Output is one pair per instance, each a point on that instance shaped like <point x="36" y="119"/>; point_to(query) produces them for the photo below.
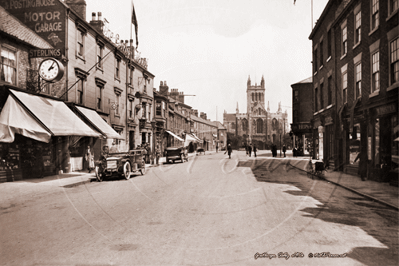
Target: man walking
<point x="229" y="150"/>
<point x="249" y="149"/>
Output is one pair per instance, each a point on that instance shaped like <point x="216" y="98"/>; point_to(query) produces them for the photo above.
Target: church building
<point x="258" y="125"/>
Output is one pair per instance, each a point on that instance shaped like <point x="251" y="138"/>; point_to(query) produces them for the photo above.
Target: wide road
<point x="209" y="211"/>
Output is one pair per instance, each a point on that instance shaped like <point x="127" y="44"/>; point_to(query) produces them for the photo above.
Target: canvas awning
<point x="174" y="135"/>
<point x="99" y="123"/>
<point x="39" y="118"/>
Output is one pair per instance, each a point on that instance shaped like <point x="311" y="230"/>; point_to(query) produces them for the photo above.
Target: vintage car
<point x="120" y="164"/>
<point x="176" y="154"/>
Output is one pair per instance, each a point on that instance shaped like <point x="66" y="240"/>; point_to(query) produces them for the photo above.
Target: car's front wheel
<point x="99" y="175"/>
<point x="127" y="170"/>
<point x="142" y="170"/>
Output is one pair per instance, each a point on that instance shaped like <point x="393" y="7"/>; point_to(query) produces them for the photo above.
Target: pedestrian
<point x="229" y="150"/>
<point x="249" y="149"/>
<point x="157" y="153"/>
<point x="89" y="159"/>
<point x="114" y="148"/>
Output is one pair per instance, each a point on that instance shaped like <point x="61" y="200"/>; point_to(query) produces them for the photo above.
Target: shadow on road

-=-=-=-=-

» WHAT NEEDS TO BE DONE: Copy out each line of the items above that contains the word "road".

» REPLY:
Target: wide road
Target: shadow on road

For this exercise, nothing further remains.